Point-based annotation data
◇ ◇ ◇ ◇ ◇

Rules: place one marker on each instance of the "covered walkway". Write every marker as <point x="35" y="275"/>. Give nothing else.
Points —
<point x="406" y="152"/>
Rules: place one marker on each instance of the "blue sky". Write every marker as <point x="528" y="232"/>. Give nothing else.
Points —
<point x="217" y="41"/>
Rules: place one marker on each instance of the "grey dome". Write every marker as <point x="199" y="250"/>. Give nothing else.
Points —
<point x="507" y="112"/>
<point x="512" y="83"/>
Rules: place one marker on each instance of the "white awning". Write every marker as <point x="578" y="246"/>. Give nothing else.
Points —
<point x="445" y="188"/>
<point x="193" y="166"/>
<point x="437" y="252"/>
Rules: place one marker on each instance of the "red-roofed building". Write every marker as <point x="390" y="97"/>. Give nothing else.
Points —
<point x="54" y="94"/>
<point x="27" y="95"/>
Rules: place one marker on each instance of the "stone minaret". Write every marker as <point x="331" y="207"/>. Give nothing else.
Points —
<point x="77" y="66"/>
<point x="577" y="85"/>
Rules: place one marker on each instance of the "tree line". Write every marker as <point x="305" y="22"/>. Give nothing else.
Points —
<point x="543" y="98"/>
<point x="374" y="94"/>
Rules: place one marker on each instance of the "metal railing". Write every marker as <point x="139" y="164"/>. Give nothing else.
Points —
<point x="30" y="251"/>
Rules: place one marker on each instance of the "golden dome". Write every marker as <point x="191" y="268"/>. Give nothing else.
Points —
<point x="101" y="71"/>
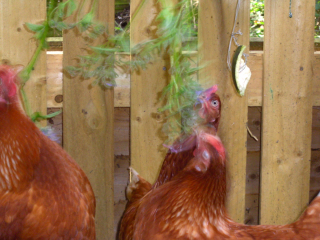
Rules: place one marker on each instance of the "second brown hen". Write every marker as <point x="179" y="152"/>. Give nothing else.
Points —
<point x="208" y="109"/>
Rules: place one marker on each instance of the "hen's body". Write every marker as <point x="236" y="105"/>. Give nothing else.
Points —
<point x="43" y="192"/>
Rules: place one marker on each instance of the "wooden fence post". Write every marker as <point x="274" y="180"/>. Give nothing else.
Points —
<point x="17" y="46"/>
<point x="287" y="110"/>
<point x="147" y="153"/>
<point x="88" y="124"/>
<point x="216" y="20"/>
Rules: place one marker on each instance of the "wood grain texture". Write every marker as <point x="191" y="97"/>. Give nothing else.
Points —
<point x="17" y="46"/>
<point x="219" y="15"/>
<point x="88" y="124"/>
<point x="147" y="152"/>
<point x="287" y="110"/>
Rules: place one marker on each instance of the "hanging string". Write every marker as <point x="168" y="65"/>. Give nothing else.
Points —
<point x="290" y="13"/>
<point x="234" y="38"/>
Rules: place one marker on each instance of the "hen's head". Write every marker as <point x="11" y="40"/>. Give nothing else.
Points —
<point x="8" y="87"/>
<point x="209" y="106"/>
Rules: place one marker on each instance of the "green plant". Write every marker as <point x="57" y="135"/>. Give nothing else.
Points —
<point x="257" y="18"/>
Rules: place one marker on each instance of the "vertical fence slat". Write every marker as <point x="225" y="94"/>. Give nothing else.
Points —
<point x="146" y="151"/>
<point x="17" y="46"/>
<point x="88" y="124"/>
<point x="287" y="110"/>
<point x="216" y="20"/>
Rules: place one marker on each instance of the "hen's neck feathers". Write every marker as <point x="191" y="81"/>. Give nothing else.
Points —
<point x="20" y="148"/>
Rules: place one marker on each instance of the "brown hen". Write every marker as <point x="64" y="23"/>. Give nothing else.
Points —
<point x="208" y="108"/>
<point x="43" y="192"/>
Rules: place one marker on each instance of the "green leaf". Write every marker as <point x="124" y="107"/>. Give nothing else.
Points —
<point x="35" y="27"/>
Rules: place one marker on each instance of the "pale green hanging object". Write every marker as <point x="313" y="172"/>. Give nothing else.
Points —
<point x="240" y="71"/>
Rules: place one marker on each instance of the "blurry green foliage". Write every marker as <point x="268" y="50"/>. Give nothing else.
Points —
<point x="257" y="18"/>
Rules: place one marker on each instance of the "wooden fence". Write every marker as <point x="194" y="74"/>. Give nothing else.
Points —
<point x="285" y="84"/>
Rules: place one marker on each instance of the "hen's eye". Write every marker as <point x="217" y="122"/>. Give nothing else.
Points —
<point x="215" y="103"/>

◇ ◇ ◇ ◇ ◇

Copy the whole of the material above exactly, but not its images.

_Finished exercise_:
Rules: place one marker on each instance of the "covered walkway". Write every marker as <point x="35" y="275"/>. Give nothing else.
Points —
<point x="406" y="152"/>
Rules: place one marker on each instance of the "blue sky". Write every marker as <point x="528" y="232"/>. Give nothing else.
Points —
<point x="217" y="41"/>
Rules: place one marker on each instance of the "grey dome". Write every marker as <point x="199" y="250"/>. Give nothing else.
Points —
<point x="507" y="112"/>
<point x="512" y="83"/>
Rules: place one marker on each instance of the "white awning". Write every marker as <point x="578" y="246"/>. Give nothing else.
Points —
<point x="445" y="188"/>
<point x="193" y="166"/>
<point x="437" y="252"/>
Rules: place one marker on each instance of the "red-roofed building". Write every marker as <point x="390" y="97"/>. Give nothing else.
Points —
<point x="54" y="94"/>
<point x="27" y="95"/>
Rules: place one marker on each instance of the "stone minaret". Write every marker as <point x="331" y="207"/>. Give nothing else.
Points —
<point x="77" y="66"/>
<point x="577" y="85"/>
Rules: place one marker on each instance of the "tree line". Write every marker as <point x="305" y="22"/>. Give nothing else.
Points —
<point x="543" y="98"/>
<point x="374" y="94"/>
Rules: place one marker on each instance of the "metal railing". Write every marker as <point x="139" y="164"/>. Give nothing else.
Points —
<point x="30" y="251"/>
Rules: place one marker on each instance of the "golden dome". Write every marker as <point x="191" y="268"/>. Give nothing else.
Points —
<point x="101" y="71"/>
Rules: place one marker on each instance of the "second brown hen". Write every marker as <point x="179" y="152"/>. Give nothing else.
Points —
<point x="208" y="109"/>
Rules: place one marker on each instance of the "hen's body". Write every marker as <point x="236" y="105"/>. Give nothing else.
Points —
<point x="43" y="192"/>
Rules: place one marker on each instance of the "wooden fence post". Write every marker as <point x="274" y="180"/>. Give nothing else.
Points —
<point x="17" y="46"/>
<point x="287" y="110"/>
<point x="147" y="153"/>
<point x="88" y="124"/>
<point x="216" y="20"/>
Rules: place one marker on each instance of the "wood grain texture". Write every marker as <point x="191" y="97"/>. Give nothing else.
Points —
<point x="17" y="46"/>
<point x="219" y="15"/>
<point x="88" y="124"/>
<point x="147" y="152"/>
<point x="287" y="110"/>
Rules: place one marker on each instance of the "hanging string". Write every marker as <point x="168" y="65"/>. Give nothing else.
Points —
<point x="290" y="13"/>
<point x="234" y="38"/>
Rules: place one marker on each instance of the "hen's head". Write every marker as <point x="11" y="40"/>. Give nothing else.
Points —
<point x="8" y="87"/>
<point x="209" y="106"/>
Rules: place one marker on each instance of the "green plant". Write every marker as <point x="57" y="135"/>. Give nothing else.
Points —
<point x="257" y="18"/>
Rules: place one marker on each instance of the "vertical fence slat". Write every marker as <point x="225" y="94"/>. Give nothing else.
Points —
<point x="146" y="151"/>
<point x="17" y="46"/>
<point x="88" y="124"/>
<point x="287" y="110"/>
<point x="216" y="20"/>
Rules: place one marker on each instance of the "hen's neck feathers". Write every marker as <point x="191" y="81"/>. Give nothing else.
Points —
<point x="20" y="148"/>
Rules: place one marker on each instance of the "brown hen". Write every marker as <point x="64" y="23"/>. Give nothing else.
Points —
<point x="208" y="108"/>
<point x="43" y="192"/>
Rules: place one marker on each instance of the "green leaf". Write every marker as <point x="124" y="107"/>. Give nothing else.
Points —
<point x="35" y="27"/>
Rules: place one marker on each instance of the "pale green hanging object". Write every marker as <point x="313" y="172"/>. Give nothing else.
Points —
<point x="240" y="71"/>
Rules: place one marker on each instance of the "blurry green foliage". Write every marker as <point x="268" y="50"/>. Give nothing else.
Points —
<point x="257" y="18"/>
Rules: place one marker on each instance of the "wooden fence". Write every marker as <point x="194" y="74"/>. Give nothing else.
Points —
<point x="285" y="84"/>
Rules: place one marker on each instance of the "hen's eye". Write every marker as <point x="217" y="122"/>. Give nothing else.
Points —
<point x="215" y="103"/>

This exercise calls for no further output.